START

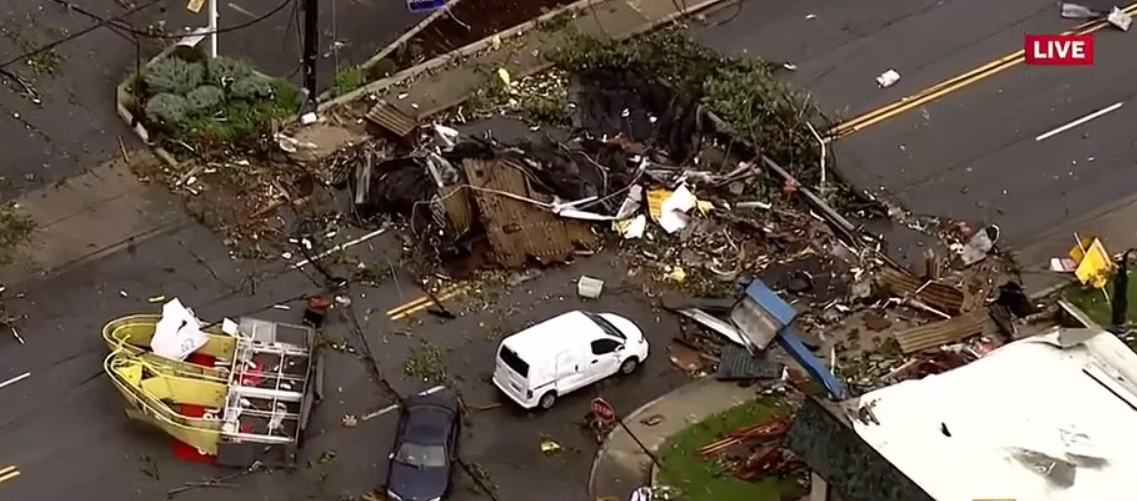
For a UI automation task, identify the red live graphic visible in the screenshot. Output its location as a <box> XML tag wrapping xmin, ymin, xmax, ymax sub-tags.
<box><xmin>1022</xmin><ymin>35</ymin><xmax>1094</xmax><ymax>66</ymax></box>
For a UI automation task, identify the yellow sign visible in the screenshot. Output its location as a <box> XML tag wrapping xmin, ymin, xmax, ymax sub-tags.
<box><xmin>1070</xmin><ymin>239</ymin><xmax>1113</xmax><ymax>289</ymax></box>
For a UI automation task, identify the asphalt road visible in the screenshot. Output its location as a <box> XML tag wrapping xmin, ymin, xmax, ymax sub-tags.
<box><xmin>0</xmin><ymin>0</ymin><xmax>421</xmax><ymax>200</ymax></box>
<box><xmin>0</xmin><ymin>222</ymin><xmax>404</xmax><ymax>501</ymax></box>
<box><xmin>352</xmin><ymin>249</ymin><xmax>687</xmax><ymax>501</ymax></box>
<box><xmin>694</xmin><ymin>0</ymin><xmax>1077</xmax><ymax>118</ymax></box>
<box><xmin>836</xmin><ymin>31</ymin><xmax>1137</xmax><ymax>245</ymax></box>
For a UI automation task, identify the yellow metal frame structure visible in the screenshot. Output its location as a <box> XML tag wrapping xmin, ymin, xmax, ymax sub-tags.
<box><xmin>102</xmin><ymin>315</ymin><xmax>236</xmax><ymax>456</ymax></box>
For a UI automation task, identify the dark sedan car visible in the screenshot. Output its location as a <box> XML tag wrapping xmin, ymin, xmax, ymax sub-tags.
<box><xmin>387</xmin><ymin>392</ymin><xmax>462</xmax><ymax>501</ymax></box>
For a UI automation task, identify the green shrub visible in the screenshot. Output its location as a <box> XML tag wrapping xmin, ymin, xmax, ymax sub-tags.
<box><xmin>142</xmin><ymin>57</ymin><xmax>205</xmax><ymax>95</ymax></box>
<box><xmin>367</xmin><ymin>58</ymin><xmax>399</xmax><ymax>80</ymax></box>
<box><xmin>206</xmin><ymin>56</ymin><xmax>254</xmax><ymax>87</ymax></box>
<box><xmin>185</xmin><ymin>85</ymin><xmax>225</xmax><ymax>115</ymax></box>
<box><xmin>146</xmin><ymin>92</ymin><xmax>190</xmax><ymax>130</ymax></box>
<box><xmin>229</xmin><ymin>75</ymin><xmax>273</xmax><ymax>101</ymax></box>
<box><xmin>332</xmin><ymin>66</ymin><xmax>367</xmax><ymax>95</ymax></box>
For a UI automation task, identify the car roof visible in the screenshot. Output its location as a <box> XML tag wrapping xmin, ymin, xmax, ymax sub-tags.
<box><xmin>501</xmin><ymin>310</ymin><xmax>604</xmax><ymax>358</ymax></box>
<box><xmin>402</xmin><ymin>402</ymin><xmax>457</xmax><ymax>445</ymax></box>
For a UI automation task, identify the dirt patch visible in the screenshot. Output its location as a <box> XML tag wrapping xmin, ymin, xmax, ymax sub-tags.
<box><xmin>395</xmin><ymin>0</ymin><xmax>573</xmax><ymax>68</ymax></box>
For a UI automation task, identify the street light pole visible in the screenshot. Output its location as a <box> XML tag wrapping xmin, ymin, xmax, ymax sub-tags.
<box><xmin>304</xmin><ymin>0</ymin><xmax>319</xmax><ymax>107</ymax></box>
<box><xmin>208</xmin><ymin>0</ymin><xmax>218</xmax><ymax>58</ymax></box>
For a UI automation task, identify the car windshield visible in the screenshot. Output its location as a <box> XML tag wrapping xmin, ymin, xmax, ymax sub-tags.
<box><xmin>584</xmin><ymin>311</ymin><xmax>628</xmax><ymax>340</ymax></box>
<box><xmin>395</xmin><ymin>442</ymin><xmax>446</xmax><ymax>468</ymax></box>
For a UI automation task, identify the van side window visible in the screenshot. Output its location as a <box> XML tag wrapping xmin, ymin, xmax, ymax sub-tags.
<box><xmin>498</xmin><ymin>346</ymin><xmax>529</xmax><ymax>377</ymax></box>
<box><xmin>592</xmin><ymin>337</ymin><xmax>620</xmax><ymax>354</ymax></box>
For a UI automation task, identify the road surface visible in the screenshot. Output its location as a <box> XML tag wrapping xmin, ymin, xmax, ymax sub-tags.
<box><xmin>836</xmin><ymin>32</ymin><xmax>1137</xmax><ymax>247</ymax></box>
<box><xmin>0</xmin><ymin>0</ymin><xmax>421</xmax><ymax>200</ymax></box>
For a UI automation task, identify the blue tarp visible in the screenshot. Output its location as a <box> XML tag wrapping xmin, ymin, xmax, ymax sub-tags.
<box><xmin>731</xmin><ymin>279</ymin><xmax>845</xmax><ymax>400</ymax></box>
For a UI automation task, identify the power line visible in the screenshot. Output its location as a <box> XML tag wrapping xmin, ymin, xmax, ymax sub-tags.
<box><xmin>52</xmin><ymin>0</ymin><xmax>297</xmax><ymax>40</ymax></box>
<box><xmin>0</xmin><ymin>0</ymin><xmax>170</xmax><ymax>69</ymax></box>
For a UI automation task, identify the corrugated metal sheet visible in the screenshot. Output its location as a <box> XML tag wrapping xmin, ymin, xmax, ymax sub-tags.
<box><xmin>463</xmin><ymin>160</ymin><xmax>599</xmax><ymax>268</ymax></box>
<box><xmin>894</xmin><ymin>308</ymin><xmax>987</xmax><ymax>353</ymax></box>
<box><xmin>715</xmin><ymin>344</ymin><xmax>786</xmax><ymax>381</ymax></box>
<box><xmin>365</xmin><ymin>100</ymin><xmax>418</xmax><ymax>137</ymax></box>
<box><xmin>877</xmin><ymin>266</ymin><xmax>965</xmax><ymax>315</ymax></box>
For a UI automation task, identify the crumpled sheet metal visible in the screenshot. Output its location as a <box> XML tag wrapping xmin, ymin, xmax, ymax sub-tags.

END

- [Given request]: Please give everything from the line containing "For a UI automation task, identify the corrugated" down through the last line of the listing, both included, as a Markdown table with the columns Row and Line. Number each line in Row and leave out blank lines.

- [The response]:
| Row | Line |
|---|---|
| 1 | For a UI automation task, identify the corrugated metal sheet visible in the screenshot. Output its location as a <box> XML tag wrapping xmin, ymin, xmax, ymax sub-tags. |
| 2 | <box><xmin>463</xmin><ymin>160</ymin><xmax>599</xmax><ymax>268</ymax></box> |
| 3 | <box><xmin>894</xmin><ymin>308</ymin><xmax>987</xmax><ymax>353</ymax></box> |
| 4 | <box><xmin>715</xmin><ymin>344</ymin><xmax>786</xmax><ymax>381</ymax></box> |
| 5 | <box><xmin>365</xmin><ymin>100</ymin><xmax>418</xmax><ymax>137</ymax></box> |
| 6 | <box><xmin>877</xmin><ymin>266</ymin><xmax>965</xmax><ymax>315</ymax></box> |
| 7 | For a UI automation task, identify the crumpled sheet metal visible in the screenshot. Output its location as a <box> XML tag wrapping xmin, ymin, xmax, ymax sub-tags. |